→ **Assignment**
The records below must be copied out completely and exactly.

→ **Extracted data**
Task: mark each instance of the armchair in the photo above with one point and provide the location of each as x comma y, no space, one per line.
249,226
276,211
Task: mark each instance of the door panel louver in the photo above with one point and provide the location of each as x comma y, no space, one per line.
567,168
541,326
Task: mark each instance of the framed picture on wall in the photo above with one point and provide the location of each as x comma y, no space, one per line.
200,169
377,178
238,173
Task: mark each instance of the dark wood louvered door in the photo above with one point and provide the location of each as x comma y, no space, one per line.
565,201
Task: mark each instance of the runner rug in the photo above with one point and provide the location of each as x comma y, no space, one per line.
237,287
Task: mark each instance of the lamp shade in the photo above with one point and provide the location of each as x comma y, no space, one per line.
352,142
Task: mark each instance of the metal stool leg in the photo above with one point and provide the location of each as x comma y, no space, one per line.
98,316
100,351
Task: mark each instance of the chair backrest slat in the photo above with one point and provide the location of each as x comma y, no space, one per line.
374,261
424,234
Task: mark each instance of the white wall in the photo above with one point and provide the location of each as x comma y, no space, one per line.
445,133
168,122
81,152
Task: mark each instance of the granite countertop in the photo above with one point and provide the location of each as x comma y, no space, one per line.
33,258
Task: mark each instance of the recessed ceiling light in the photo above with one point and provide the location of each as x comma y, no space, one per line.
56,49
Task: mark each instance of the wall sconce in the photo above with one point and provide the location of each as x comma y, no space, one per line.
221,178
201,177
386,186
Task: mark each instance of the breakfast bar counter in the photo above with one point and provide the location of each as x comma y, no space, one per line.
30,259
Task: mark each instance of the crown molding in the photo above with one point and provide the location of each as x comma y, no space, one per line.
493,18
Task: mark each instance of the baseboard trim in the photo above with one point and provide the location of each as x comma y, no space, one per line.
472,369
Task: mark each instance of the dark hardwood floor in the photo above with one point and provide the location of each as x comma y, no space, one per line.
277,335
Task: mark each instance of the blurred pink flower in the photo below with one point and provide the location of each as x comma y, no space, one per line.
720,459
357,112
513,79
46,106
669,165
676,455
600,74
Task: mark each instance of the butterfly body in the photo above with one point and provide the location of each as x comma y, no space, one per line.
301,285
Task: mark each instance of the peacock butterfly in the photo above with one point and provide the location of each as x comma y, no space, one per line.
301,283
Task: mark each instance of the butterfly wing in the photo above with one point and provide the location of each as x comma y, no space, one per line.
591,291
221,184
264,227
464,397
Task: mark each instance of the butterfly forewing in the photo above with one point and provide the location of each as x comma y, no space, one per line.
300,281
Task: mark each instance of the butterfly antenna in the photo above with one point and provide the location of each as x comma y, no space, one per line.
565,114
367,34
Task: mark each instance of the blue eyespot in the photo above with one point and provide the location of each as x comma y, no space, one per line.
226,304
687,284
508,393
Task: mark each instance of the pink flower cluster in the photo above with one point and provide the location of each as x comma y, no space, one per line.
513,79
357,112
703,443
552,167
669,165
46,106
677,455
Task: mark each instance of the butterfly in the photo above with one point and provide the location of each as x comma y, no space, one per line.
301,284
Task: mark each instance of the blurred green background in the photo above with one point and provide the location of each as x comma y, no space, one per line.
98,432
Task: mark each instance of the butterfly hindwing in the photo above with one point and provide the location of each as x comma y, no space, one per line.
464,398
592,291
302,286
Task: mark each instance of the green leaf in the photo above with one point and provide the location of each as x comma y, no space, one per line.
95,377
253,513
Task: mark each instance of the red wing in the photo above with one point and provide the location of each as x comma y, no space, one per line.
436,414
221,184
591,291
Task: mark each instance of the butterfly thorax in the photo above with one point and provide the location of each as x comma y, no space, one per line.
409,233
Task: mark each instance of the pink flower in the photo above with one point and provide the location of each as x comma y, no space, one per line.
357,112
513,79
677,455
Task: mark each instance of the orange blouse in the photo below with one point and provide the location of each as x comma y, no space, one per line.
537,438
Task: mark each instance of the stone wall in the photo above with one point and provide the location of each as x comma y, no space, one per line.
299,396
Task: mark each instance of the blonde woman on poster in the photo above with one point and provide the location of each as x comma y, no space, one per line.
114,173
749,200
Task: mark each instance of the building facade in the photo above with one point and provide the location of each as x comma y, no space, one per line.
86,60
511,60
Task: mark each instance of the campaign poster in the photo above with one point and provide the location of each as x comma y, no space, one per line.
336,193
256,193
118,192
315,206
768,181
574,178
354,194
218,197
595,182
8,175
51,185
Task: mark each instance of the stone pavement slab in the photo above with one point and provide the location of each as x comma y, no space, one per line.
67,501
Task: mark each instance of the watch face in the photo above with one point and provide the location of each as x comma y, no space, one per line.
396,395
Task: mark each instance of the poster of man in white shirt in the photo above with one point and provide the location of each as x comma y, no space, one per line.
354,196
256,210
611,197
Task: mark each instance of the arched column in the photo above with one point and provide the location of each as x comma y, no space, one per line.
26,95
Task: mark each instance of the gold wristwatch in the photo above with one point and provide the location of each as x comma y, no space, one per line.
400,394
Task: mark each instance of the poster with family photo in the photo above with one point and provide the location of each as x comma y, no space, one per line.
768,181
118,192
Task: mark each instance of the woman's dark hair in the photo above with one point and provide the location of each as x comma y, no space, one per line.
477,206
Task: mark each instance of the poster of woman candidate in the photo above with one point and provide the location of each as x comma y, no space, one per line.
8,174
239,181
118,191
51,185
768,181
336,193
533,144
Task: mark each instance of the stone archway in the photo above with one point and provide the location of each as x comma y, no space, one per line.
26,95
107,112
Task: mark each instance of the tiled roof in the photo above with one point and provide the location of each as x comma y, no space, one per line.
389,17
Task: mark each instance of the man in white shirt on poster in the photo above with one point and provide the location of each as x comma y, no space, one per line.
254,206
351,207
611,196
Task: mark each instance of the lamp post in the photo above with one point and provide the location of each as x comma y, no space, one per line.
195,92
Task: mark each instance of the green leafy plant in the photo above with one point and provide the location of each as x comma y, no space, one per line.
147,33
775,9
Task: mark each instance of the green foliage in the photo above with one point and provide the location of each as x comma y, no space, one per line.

→ **Solution to the exercise**
Task: mark each instance of the armchair in the photo above with one point and provide the location of each as x comma y, no space, one per line.
249,226
276,211
Task: mark each instance of the door panel louver in the photo above with one point and provide the location of each as x comma y, no space, one per line.
567,168
541,326
Task: mark each instance of the framed picture on wall in the photo above with one point and provide the location of each as x comma y, no space, one per line.
200,169
377,178
238,173
Task: mark each instance of the dark wood louvered door in the photo above with one point and provide the location of each as x comma y, no space, one per line.
565,201
Task: mark each instance of the runner rug in the photo above with one point and provide the location of each as x comma y, no space, one per line.
237,287
Task: mark each instance of the lamp shade in the photo above with one point and provide the location of each as x comma y, no space, one per line.
352,142
Task: mark each instance of the metal stool leg in the photo above with one point and provide the location of each as x comma y, no space, one per line.
98,316
100,351
Task: mark each instance of the chair backrest slat in the photo above with one point and provide the location of each as x comma y, no space, one per line.
374,261
424,234
Task: mark each instance of the white wall in the photo above with one point and provide the location of each as x comma y, no space, one per line.
445,133
168,122
81,152
Task: mark each instance of the granite countertop in the photo above with one point and provide the location of each as x comma y, no space, one per line.
33,258
Task: mark each instance of the recessed ceiling light in the photo above with one point and provide the location of each as x comma y, no space, one per line.
56,49
Task: mark each instance of the wall sconce in the photo above with one point and provide the location of each as x comma y, no space, one per line.
221,178
201,177
386,186
Task: mark each instance of the breakfast bar counter in the photo above with one point and provide the location of each as x comma y, no space, one per line.
30,259
Task: mark each instance of the crown molding in the photo above with one point and provide the location of each as x comma y, no space, one per line.
493,18
Task: mark each instance of the baseboard trim in the photo above with one point and provide the location of each as x comma y, no space, one per line.
472,369
Task: mark each instance of the dark hardwood floor in the photo above with one point and provide the location of each as x comma y, no space, one per line.
277,335
Task: mark each instance of the blurred pink flower in the photo below with one point and provide the location of each as x comma y, no space, one per line.
720,459
357,112
513,79
46,106
669,165
676,455
600,74
Task: mark each instance of the butterfly body in the photo above with one point and provide the location of each as x comma y, no space, one per line.
301,285
Task: mark each instance of the peacock butterfly in the photo above with one point and provide the location of each as x comma y, no space, one per line.
301,283
Task: mark each instance of the butterfly wing in the photo above with one point and provide the location of each as x comma y, no space, one per line.
591,291
221,184
264,227
464,397
Task: mark each instance of the butterfly forewing in the photo above with one point and provide the location of each as x comma y, no space, one per line.
300,281
Task: mark each instance of the butterfly antenna in the photo above with one point and provide the location of each as x comma y, no space, one per line.
565,114
367,34
Task: mark each instance of the blue eyespot in the photo above with one point and provide the location of each as x comma y, no space, one per line.
226,304
687,284
508,393
Task: mark each instance of the pink flower cluster in the photo above with one point and provide the location of each as x comma y, no space, one per line.
513,79
357,112
703,443
552,167
669,165
46,106
677,455
Task: mark each instance of the butterfly in the photo above with one point and provide the location of each as x comma y, no space, one per line.
301,284
Task: mark each instance of the blurred green background in the photo above with one point and provide the location of each as x comma y, no space, one per line.
98,432
Task: mark each instance of the butterfly hindwing in the photo above with one point and provide the location of each as x comma y, no space, one per line.
464,398
592,291
302,286
Task: mark each instance of the green leaf in the photo above with one point and provide the location of each as x comma y, no space, one per line.
95,377
253,513
Task: mark each instance of the red wing in the photo above with one point and provide the location of each as x comma y, no space, one per line.
436,414
221,184
591,291
Task: mark each instance of the butterfly thorax in the photo above with one point and provide the location of each as x comma y, no space, one per line.
409,233
Task: mark each instance of the pink flower in the photo above with one point and provide the location of each as x comma y, no space, one per line.
357,112
513,79
677,455
Task: mark each instance of the orange blouse in the photo below with one point and provide the location of each as x comma y, no space, one per line.
537,438
Task: mark each instance of the stone wall in the photo above with one point and provide the location of each as x comma y, no space, one per line.
299,396
Task: mark each instance of the blonde woman on poster in the photo above with one point and provide the location of each as x comma y, no space, one per line.
114,173
749,200
Task: mark each instance of the building facade in the photo above with one point and provide the location of each as x comma y, no space, one per line.
86,60
511,60
Task: mark each instance of the campaign poster in the photo above with one point and provide the location of each as x comma y, no space, one per line.
336,193
256,193
118,192
315,206
768,181
574,178
354,194
218,197
595,182
8,175
51,185
Task: mark each instance of the stone pavement slab in the photo above with one point and provide the location of each as x comma y, no space, one per line.
67,501
Task: mark each instance of the watch face in the photo above with one point and provide the location of each as x comma y, no space, one per line.
396,395
Task: mark each instance of the poster of man in white shirt in the photo above with one point and provide the location of each as x comma y, no space, one per line.
354,196
256,210
611,197
Task: mark each instance of the arched column in the photo above with one point and provide the location of each as x comma y, no space, one per line.
26,95
Task: mark each instance of the gold wristwatch in the photo above with one point and provide the location of each as x comma y, no space, one per line.
400,394
Task: mark each instance of the poster with family photo in the photo above with one point and provide the location of each as x comma y, no space, one per line.
768,181
118,192
Task: mark each instance of the woman's dark hair in the photo above with one point and provide the location of each as x comma y, no space, one per line.
477,206
Task: mark each instance of the poster of woman candidate in the photo above with one point and provide the location of each as x comma y, no space, one per line.
8,174
239,181
118,191
51,185
768,181
336,193
533,144
Task: mark each instance of the stone archway in the photo above with one point and provide the location of each as x comma y, no space, one per line.
26,95
107,112
Task: mark each instance of the tiled roof in the photo above with one point and provide the location of each as x comma y, no space, one per line.
389,17
Task: mark each instance of the man in white shirt on poster in the photo above with one point and provide the location of each as x comma y, no space, one per line.
254,206
351,207
611,196
Task: mark each instance of the lamp post in the photo above with one point and provide the location of each as x comma y, no space, one per line.
195,92
Task: mark each instance of the green leafy plant in the photo above with one point and provide the location of each as x comma y, no space, one per line.
147,33
775,9
Task: mark each instance of the green foliage in the photo above with one point and provide the location of each as x comma y, no space, one per line.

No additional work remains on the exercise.